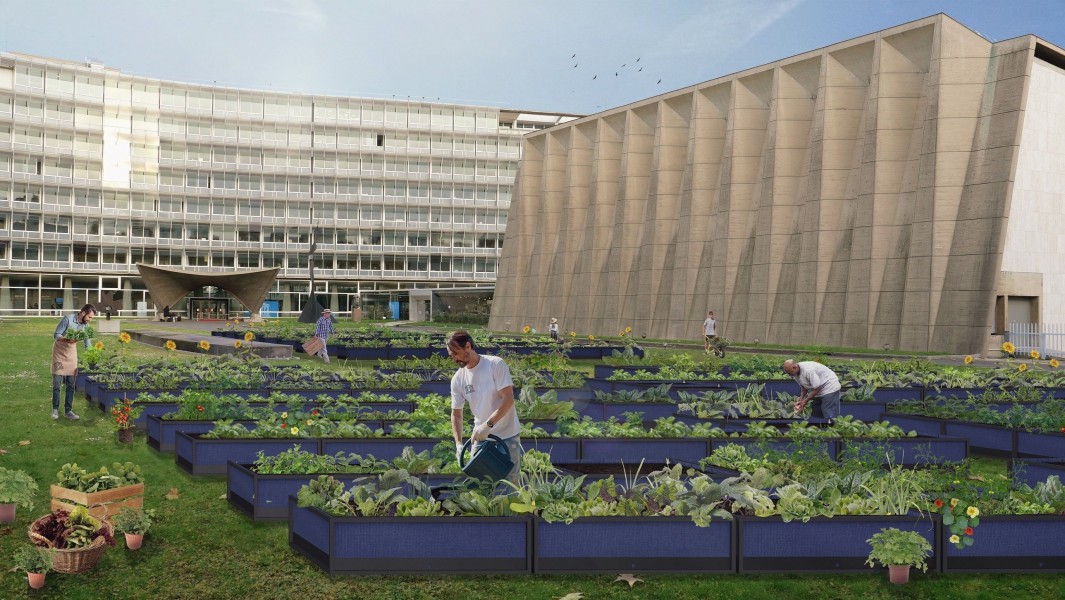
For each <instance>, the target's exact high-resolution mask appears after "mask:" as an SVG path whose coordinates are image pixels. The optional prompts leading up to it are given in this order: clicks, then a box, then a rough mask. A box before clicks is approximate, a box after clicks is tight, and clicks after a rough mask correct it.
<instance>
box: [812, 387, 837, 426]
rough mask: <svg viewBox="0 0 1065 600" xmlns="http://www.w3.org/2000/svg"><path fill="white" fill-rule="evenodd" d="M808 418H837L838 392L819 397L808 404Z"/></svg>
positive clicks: (833, 392) (820, 395)
mask: <svg viewBox="0 0 1065 600" xmlns="http://www.w3.org/2000/svg"><path fill="white" fill-rule="evenodd" d="M809 406H810V415H809V416H810V417H816V418H818V419H835V418H836V417H839V390H836V391H834V392H832V393H826V394H824V395H819V396H817V398H815V399H814V402H813V403H810V405H809Z"/></svg>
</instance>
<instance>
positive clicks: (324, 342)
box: [314, 308, 333, 363]
mask: <svg viewBox="0 0 1065 600" xmlns="http://www.w3.org/2000/svg"><path fill="white" fill-rule="evenodd" d="M332 333H333V326H332V311H331V310H329V309H328V308H327V309H325V310H323V311H322V317H320V318H318V320H317V321H315V322H314V335H315V337H317V338H320V339H321V340H322V351H321V352H318V356H320V357H322V360H325V361H326V362H327V363H328V362H329V345H328V342H329V336H331V335H332Z"/></svg>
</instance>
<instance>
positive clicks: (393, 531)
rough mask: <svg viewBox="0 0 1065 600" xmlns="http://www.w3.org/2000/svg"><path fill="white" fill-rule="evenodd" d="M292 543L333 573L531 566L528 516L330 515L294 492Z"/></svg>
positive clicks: (291, 510)
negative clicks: (391, 516) (328, 514)
mask: <svg viewBox="0 0 1065 600" xmlns="http://www.w3.org/2000/svg"><path fill="white" fill-rule="evenodd" d="M474 540H476V541H474ZM289 546H290V547H292V549H293V550H295V551H296V552H298V553H299V554H301V555H302V556H304V557H306V558H307V560H308V561H310V562H311V563H313V564H314V565H316V566H318V568H321V569H323V570H324V571H326V572H328V573H330V574H376V573H529V572H531V571H533V521H531V519H529V518H527V517H410V518H393V517H331V516H329V515H327V514H325V513H323V512H322V510H318V509H317V508H300V507H299V506H297V505H296V499H295V498H291V497H290V499H289Z"/></svg>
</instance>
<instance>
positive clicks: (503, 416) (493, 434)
mask: <svg viewBox="0 0 1065 600" xmlns="http://www.w3.org/2000/svg"><path fill="white" fill-rule="evenodd" d="M445 343H446V345H447V356H449V357H450V358H452V360H454V361H455V363H456V364H458V366H459V369H458V371H456V372H455V375H454V376H453V377H452V436H453V437H454V438H455V454H456V458H458V456H459V455H460V454H461V453H462V408H463V407H464V406H465V404H466V403H469V404H470V411H471V412H473V417H474V427H473V435H472V436H471V437H472V438H473V441H474V445H473V449H472V451H473V452H474V453H476V452H477V447H479V445H480V442H482V441H485V440H486V439H488V435H489V434H493V435H495V436H496V437H498V438H501V439H502V440H503V442H504V443H505V444H507V450H509V451H510V459H511V460H513V463H514V467H513V468H512V469H511V470H510V472H509V473H507V476H506V479H507V480H510V481H511V482H512V483H518V481H517V477H518V473H519V471H520V470H521V456H522V440H521V432H522V425H521V423H519V422H518V410H517V409H515V408H514V383H513V380H512V379H511V377H510V368H509V367H507V363H506V362H504V361H503V359H502V358H499V357H498V356H491V355H488V354H477V351H475V350H474V347H473V339H472V338H471V337H470V334H469V333H466V331H464V330H462V329H459V330H457V331H452V333H450V334H448V335H447V339H446V341H445ZM460 461H461V460H460Z"/></svg>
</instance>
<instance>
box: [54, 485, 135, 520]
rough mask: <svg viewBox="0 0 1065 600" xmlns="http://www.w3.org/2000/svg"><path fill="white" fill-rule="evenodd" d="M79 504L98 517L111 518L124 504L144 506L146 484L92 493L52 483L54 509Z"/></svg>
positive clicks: (78, 505) (133, 485)
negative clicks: (61, 486)
mask: <svg viewBox="0 0 1065 600" xmlns="http://www.w3.org/2000/svg"><path fill="white" fill-rule="evenodd" d="M79 505H80V506H85V507H87V508H88V514H89V515H92V516H94V517H96V518H97V519H110V518H111V517H112V516H113V515H115V514H116V513H118V512H119V510H121V509H122V507H124V506H130V507H132V508H143V507H144V484H134V485H127V486H122V487H116V488H115V489H105V490H103V491H95V492H92V493H87V492H84V491H76V490H72V489H68V488H65V487H60V486H58V485H54V484H52V510H54V509H56V508H63V509H64V510H73V509H75V507H76V506H79Z"/></svg>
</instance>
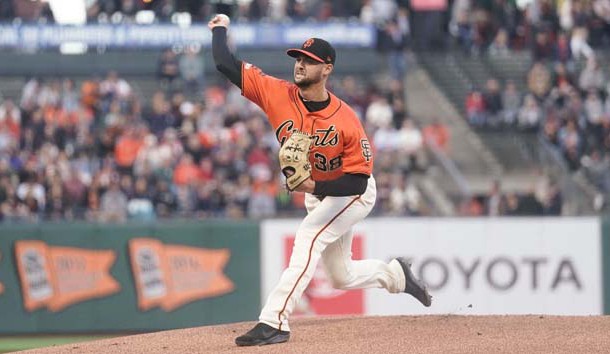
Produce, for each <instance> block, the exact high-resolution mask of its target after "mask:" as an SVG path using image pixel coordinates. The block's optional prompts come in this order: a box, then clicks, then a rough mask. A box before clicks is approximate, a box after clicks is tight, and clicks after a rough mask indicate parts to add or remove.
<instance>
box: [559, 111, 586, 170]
mask: <svg viewBox="0 0 610 354" xmlns="http://www.w3.org/2000/svg"><path fill="white" fill-rule="evenodd" d="M557 140H558V142H559V146H560V148H561V149H562V151H563V155H564V157H565V159H566V161H567V162H568V167H569V168H570V170H572V171H576V170H578V168H579V167H580V152H581V149H582V137H581V134H580V132H579V130H578V126H577V123H576V121H575V120H574V119H570V120H568V122H567V124H566V125H565V126H564V127H562V128H561V129H559V132H558V134H557Z"/></svg>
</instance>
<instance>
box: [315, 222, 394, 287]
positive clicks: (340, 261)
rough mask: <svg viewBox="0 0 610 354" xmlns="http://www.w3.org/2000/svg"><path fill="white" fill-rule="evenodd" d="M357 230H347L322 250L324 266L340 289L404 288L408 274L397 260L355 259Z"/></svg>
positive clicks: (330, 278)
mask: <svg viewBox="0 0 610 354" xmlns="http://www.w3.org/2000/svg"><path fill="white" fill-rule="evenodd" d="M352 238H353V231H352V230H350V231H348V232H346V233H345V234H343V236H341V237H340V238H339V239H338V240H337V241H335V242H333V243H331V244H330V245H328V246H327V247H326V249H325V250H324V252H323V253H322V262H323V264H324V269H325V270H326V273H327V275H328V277H329V279H330V281H331V282H332V284H333V287H335V288H336V289H344V290H348V289H368V288H384V289H386V290H388V291H389V292H390V293H399V292H402V291H403V290H404V288H405V280H404V279H405V277H404V275H403V270H402V268H401V267H400V264H398V262H396V261H392V262H390V263H385V262H383V261H380V260H376V259H367V260H352V251H351V249H352Z"/></svg>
──────
Pictures are to be left out; otherwise, retype exactly the lines from the first line of the data through the line containing "box: [812, 387, 837, 426]".

For each <instance>, the target's exact high-resolution mask appears after "mask:" as an SVG path whose coordinates are image pixels. The optional prompts leading up to it are given in this order: clicks, then a box, then a rough mask. A box before clicks is approximate, a box after clicks is tight, and clicks after a rough mask correct it.
<instance>
box: [812, 387, 837, 426]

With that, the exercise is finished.